§ **Your goal**
Which lines in the listing below contain the word "dirt"? Pick out each of them and copy it in full.

— START OF The records —

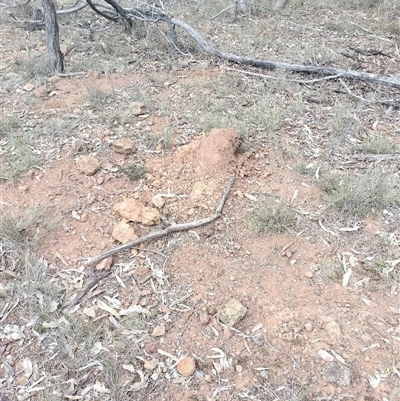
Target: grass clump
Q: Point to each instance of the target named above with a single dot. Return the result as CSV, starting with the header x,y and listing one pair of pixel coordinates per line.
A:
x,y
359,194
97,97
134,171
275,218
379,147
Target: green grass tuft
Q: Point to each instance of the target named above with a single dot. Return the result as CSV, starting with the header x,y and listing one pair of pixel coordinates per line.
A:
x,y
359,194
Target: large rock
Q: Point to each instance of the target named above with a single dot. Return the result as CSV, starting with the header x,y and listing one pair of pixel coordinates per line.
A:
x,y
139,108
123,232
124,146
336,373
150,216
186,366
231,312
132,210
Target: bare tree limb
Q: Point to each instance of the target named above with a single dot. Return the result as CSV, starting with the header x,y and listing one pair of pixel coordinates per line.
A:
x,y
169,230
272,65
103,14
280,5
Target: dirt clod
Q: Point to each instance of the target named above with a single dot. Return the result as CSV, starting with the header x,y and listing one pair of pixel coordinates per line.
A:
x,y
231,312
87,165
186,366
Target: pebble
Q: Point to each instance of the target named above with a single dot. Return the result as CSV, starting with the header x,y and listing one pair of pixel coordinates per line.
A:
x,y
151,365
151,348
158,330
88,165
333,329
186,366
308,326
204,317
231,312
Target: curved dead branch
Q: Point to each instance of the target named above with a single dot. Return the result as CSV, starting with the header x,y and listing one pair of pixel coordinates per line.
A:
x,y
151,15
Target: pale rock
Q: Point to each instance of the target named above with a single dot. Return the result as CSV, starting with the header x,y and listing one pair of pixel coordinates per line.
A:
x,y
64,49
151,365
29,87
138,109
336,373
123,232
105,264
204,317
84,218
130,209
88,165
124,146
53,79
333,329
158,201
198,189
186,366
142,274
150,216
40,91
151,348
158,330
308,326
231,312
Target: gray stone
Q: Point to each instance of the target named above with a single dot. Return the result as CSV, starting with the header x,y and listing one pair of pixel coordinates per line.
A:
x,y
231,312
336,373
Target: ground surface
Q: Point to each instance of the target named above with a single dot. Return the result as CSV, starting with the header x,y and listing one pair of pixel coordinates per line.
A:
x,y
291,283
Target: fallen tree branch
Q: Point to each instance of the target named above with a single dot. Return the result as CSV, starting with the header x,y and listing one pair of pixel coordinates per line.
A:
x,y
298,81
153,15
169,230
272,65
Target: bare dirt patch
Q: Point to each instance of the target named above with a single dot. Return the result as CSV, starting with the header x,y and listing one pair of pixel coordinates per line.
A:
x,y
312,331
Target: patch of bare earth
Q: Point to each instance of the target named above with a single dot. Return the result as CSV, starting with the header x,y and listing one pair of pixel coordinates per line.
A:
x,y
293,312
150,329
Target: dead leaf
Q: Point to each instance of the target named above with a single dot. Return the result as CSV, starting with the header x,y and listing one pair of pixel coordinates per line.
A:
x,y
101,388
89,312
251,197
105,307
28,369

— END OF The records —
— START OF The records —

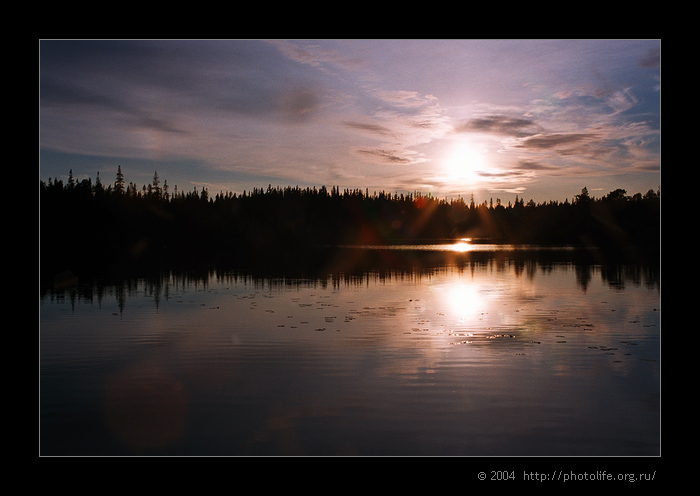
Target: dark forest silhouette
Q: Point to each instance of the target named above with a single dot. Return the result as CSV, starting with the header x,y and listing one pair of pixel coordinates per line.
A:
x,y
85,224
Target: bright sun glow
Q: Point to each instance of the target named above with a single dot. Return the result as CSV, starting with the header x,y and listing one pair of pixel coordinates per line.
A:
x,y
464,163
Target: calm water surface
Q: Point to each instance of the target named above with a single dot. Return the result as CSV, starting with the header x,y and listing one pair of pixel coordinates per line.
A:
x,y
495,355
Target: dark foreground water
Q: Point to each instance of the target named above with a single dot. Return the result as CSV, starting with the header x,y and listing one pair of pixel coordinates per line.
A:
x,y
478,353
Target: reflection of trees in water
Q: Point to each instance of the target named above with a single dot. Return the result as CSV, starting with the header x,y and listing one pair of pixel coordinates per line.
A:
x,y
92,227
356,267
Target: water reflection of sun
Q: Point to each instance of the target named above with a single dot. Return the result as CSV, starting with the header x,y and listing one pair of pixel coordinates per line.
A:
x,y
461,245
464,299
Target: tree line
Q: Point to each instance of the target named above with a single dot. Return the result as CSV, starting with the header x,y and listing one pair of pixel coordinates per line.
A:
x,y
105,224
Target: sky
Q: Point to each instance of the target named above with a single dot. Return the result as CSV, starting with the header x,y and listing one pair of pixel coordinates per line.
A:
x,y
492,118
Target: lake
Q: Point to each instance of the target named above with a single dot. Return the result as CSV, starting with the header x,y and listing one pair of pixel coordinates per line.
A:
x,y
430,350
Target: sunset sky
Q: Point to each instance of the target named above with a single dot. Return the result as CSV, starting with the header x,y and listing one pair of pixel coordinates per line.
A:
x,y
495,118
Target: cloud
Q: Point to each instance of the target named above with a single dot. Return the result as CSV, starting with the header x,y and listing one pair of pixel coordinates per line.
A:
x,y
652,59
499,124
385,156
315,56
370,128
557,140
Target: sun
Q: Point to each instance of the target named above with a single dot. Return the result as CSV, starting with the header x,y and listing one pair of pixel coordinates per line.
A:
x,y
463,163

— END OF The records —

§ **Solution to this problem**
Target: dirt clod
Target: bare dirt patch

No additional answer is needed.